** RECORDS PROVIDED follows **
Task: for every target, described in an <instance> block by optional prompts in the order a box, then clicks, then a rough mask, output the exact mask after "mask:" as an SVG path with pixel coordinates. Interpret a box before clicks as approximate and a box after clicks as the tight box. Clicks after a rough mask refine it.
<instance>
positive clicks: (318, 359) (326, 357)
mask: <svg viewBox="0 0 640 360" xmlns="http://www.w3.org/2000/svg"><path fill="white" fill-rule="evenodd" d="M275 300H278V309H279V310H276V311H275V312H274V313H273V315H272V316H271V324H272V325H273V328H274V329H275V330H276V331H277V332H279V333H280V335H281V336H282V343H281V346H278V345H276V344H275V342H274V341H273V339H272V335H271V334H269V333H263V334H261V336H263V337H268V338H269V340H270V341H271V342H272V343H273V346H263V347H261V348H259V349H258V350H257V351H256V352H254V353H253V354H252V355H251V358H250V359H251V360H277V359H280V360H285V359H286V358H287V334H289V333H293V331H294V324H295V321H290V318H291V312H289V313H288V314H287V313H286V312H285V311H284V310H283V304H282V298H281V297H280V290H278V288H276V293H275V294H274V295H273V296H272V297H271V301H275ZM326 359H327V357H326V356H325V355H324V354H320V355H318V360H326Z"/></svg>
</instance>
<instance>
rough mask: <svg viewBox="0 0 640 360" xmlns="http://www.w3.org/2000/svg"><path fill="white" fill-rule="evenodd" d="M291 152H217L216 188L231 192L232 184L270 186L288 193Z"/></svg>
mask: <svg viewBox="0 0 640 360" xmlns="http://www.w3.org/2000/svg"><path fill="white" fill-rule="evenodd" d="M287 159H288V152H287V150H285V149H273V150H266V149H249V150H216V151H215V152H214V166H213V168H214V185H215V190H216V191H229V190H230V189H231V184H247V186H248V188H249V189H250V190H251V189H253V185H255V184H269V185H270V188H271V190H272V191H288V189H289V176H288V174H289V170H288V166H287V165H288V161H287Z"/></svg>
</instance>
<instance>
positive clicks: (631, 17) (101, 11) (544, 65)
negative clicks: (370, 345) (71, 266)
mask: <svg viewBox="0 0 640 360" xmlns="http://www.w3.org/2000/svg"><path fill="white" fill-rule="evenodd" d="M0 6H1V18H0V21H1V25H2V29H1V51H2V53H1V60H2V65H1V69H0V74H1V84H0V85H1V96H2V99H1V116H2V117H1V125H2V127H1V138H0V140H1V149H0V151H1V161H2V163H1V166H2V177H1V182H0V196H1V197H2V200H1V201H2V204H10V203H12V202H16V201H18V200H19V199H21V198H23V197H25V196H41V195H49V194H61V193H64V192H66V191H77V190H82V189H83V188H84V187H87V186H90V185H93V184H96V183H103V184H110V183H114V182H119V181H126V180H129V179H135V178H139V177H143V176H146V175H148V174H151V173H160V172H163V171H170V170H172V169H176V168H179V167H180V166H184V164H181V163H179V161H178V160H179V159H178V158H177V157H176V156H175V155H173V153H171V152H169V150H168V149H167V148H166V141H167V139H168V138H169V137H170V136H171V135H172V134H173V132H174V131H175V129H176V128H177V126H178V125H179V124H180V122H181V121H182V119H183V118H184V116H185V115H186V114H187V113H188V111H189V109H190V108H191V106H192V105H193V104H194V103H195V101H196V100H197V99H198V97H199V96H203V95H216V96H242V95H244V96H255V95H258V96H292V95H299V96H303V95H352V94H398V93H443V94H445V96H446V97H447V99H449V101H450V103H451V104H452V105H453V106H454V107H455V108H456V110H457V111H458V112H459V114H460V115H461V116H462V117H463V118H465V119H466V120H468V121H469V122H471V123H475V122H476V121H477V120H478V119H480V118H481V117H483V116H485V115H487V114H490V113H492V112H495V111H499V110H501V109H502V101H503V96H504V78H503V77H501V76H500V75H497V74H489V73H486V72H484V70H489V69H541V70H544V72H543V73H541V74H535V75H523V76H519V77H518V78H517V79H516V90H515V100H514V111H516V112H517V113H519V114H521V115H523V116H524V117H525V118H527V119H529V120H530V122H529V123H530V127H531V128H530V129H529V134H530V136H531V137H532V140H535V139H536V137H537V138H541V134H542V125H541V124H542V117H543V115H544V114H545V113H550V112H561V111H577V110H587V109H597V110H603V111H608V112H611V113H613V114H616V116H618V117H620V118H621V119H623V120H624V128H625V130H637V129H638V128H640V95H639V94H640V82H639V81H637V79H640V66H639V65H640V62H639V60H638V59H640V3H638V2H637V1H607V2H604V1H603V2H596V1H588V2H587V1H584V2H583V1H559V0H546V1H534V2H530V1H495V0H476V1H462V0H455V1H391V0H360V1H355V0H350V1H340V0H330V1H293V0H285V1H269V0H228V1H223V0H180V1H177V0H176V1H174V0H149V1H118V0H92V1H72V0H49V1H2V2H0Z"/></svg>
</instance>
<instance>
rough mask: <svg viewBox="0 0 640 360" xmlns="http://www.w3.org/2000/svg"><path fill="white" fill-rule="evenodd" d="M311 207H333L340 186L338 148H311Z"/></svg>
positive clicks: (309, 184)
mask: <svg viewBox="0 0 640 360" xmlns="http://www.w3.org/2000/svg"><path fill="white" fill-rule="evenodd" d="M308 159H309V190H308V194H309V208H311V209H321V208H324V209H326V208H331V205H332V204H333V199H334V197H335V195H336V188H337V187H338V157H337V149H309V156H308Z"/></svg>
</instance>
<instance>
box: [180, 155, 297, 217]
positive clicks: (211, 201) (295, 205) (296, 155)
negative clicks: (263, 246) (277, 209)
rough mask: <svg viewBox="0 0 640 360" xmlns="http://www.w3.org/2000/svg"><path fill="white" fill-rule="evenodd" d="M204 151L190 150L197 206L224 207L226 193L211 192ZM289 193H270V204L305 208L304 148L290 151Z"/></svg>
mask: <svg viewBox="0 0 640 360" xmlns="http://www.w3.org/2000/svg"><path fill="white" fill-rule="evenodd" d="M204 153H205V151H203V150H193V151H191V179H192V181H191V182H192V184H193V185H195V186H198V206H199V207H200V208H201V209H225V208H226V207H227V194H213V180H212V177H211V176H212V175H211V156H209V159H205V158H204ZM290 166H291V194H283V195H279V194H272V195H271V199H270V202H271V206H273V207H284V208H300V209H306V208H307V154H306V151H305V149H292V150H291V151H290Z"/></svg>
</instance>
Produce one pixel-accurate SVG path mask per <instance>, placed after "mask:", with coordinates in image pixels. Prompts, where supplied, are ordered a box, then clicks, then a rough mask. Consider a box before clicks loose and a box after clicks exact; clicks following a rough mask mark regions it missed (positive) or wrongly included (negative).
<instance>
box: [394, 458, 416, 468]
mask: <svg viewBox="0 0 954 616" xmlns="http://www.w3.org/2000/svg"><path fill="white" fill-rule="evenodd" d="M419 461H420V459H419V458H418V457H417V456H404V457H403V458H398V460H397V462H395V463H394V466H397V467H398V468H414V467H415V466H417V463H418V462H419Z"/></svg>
** End of RECORDS PROVIDED **
▶ [EXERCISE REQUIREMENTS]:
Having read the entries, repeat them all exactly.

▶ [WRITTEN RESPONSE]:
Task: for every target, described in an <instance> block by optional prompts in the order a box, then clicks, then a rough mask, output the exact mask after "mask:" as an SVG path with pixel coordinates. Interpret a box before clicks as approximate and a box after clicks as the tight box. Clicks after a rough mask refine it.
<instance>
positive clicks: (318, 359) (326, 357)
mask: <svg viewBox="0 0 640 360" xmlns="http://www.w3.org/2000/svg"><path fill="white" fill-rule="evenodd" d="M275 300H278V309H279V310H276V311H275V312H274V313H273V315H272V316H271V324H272V325H273V328H274V329H275V330H276V331H277V332H279V333H280V335H281V336H282V343H281V346H278V345H276V344H275V342H274V341H273V339H272V335H271V334H269V333H263V334H261V336H263V337H268V338H269V340H270V341H271V342H272V343H273V346H263V347H261V348H259V349H258V350H257V351H256V352H254V353H253V354H252V355H251V358H250V359H251V360H277V359H280V360H285V359H286V358H287V334H289V333H293V331H294V324H295V321H290V318H291V312H289V313H288V314H287V313H286V312H285V311H284V310H283V304H282V298H281V297H280V290H278V288H276V293H275V294H274V295H273V296H272V297H271V301H275ZM326 359H327V357H326V356H325V355H324V354H320V355H318V360H326Z"/></svg>
</instance>
<instance>
rough mask: <svg viewBox="0 0 640 360" xmlns="http://www.w3.org/2000/svg"><path fill="white" fill-rule="evenodd" d="M291 152H217L216 188L231 192L232 184L270 186L288 193Z"/></svg>
mask: <svg viewBox="0 0 640 360" xmlns="http://www.w3.org/2000/svg"><path fill="white" fill-rule="evenodd" d="M287 159H288V152H287V150H285V149H273V150H266V149H249V150H216V151H215V152H214V166H213V168H214V185H215V190H216V191H229V190H230V189H231V184H247V186H248V188H249V189H250V190H251V189H253V185H255V184H269V185H270V188H271V190H272V191H288V189H289V176H288V174H289V170H288V166H287V165H288V161H287Z"/></svg>
</instance>
<instance>
positive clicks: (631, 17) (101, 11) (544, 65)
negative clicks: (370, 345) (71, 266)
mask: <svg viewBox="0 0 640 360" xmlns="http://www.w3.org/2000/svg"><path fill="white" fill-rule="evenodd" d="M0 6H1V18H0V21H1V25H2V29H1V51H2V53H1V60H2V65H1V69H0V74H1V84H0V85H1V96H2V99H1V116H2V117H1V125H2V127H1V138H0V140H1V149H0V151H1V161H2V163H1V166H2V177H1V182H0V196H1V197H2V200H1V201H2V204H10V203H12V202H16V201H18V200H19V199H21V198H23V197H25V196H41V195H49V194H61V193H64V192H66V191H77V190H82V189H83V188H84V187H87V186H90V185H93V184H96V183H103V184H110V183H114V182H119V181H126V180H129V179H135V178H139V177H143V176H146V175H148V174H151V173H160V172H163V171H170V170H172V169H176V168H179V167H180V166H184V164H181V163H179V161H178V160H179V159H178V158H177V157H176V156H175V155H173V153H171V152H169V150H168V149H167V148H166V141H167V139H168V138H169V137H170V136H171V135H172V134H173V132H174V131H175V129H176V128H177V126H178V125H179V124H180V122H181V121H182V119H183V118H184V116H185V115H186V114H187V113H188V111H189V109H190V108H191V106H192V105H193V104H194V103H195V101H196V100H197V99H198V97H199V96H203V95H216V96H242V95H244V96H255V95H258V96H292V95H299V96H303V95H352V94H398V93H443V94H445V96H446V97H447V99H449V101H450V103H451V104H452V105H453V106H454V107H455V108H456V110H457V111H458V112H459V114H460V115H461V116H462V117H463V118H465V119H466V120H468V121H469V122H471V123H475V122H476V121H477V120H478V119H480V118H481V117H483V116H485V115H487V114H490V113H492V112H495V111H499V110H501V109H502V101H503V96H504V78H503V77H501V76H500V75H497V74H489V73H486V72H484V70H489V69H541V70H544V72H543V73H541V74H535V75H523V76H519V77H518V78H517V79H516V90H515V100H514V111H516V112H517V113H519V114H521V115H523V116H524V117H525V118H527V119H529V120H530V122H529V123H530V127H531V128H530V129H529V134H530V136H531V137H532V140H535V139H536V137H537V138H541V134H542V125H541V124H542V117H543V115H544V114H545V113H550V112H561V111H577V110H587V109H597V110H603V111H608V112H611V113H613V114H616V116H618V117H620V118H621V119H623V120H624V128H625V130H637V129H638V128H640V95H639V94H640V82H639V81H637V79H640V66H639V65H640V62H639V60H638V59H640V3H638V2H637V1H607V2H604V1H603V2H596V1H588V2H587V1H584V2H583V1H559V0H546V1H534V2H530V1H495V0H476V1H462V0H455V1H391V0H360V1H355V0H350V1H340V0H330V1H293V0H285V1H269V0H228V1H223V0H180V1H177V0H176V1H174V0H149V1H118V0H92V1H72V0H49V1H2V2H0Z"/></svg>
</instance>
<instance>
rough mask: <svg viewBox="0 0 640 360" xmlns="http://www.w3.org/2000/svg"><path fill="white" fill-rule="evenodd" d="M311 207H333L340 186L338 148H311Z"/></svg>
positive clicks: (309, 184)
mask: <svg viewBox="0 0 640 360" xmlns="http://www.w3.org/2000/svg"><path fill="white" fill-rule="evenodd" d="M308 159H309V190H308V194H309V208H311V209H321V208H324V209H326V208H331V205H332V204H333V199H334V197H335V195H336V188H337V187H338V157H337V149H309V156H308Z"/></svg>
</instance>
<instance>
box: [180, 155, 297, 217]
positive clicks: (211, 201) (295, 205) (296, 155)
negative clicks: (263, 246) (277, 209)
rough mask: <svg viewBox="0 0 640 360" xmlns="http://www.w3.org/2000/svg"><path fill="white" fill-rule="evenodd" d="M204 151L190 150L197 206L224 207L226 193L211 192ZM289 193H270V204L305 208L304 148L290 151Z"/></svg>
mask: <svg viewBox="0 0 640 360" xmlns="http://www.w3.org/2000/svg"><path fill="white" fill-rule="evenodd" d="M204 153H205V151H203V150H193V151H191V179H192V181H191V182H192V184H193V185H195V186H198V206H199V207H200V208H201V209H225V208H226V207H227V194H213V180H212V177H211V176H212V175H211V156H209V159H205V158H204ZM290 166H291V194H283V195H279V194H272V195H271V199H270V202H271V206H273V207H284V208H300V209H306V208H307V154H306V151H305V149H292V150H291V151H290Z"/></svg>
</instance>
Produce one pixel-accurate SVG path mask per <instance>, placed after "mask:", with coordinates in image pixels. Prompts, where supplied, are ordered a box, then clicks, then a rough mask. Consider a box before clicks loose and a box after clicks exact; clicks following a rough mask mark regions it missed (positive) or wrongly included (negative).
<instance>
box: [394, 458, 416, 468]
mask: <svg viewBox="0 0 954 616" xmlns="http://www.w3.org/2000/svg"><path fill="white" fill-rule="evenodd" d="M419 461H420V459H419V458H418V457H417V456H404V457H403V458H398V460H397V462H395V463H394V466H397V467H398V468H414V467H415V466H417V463H418V462H419Z"/></svg>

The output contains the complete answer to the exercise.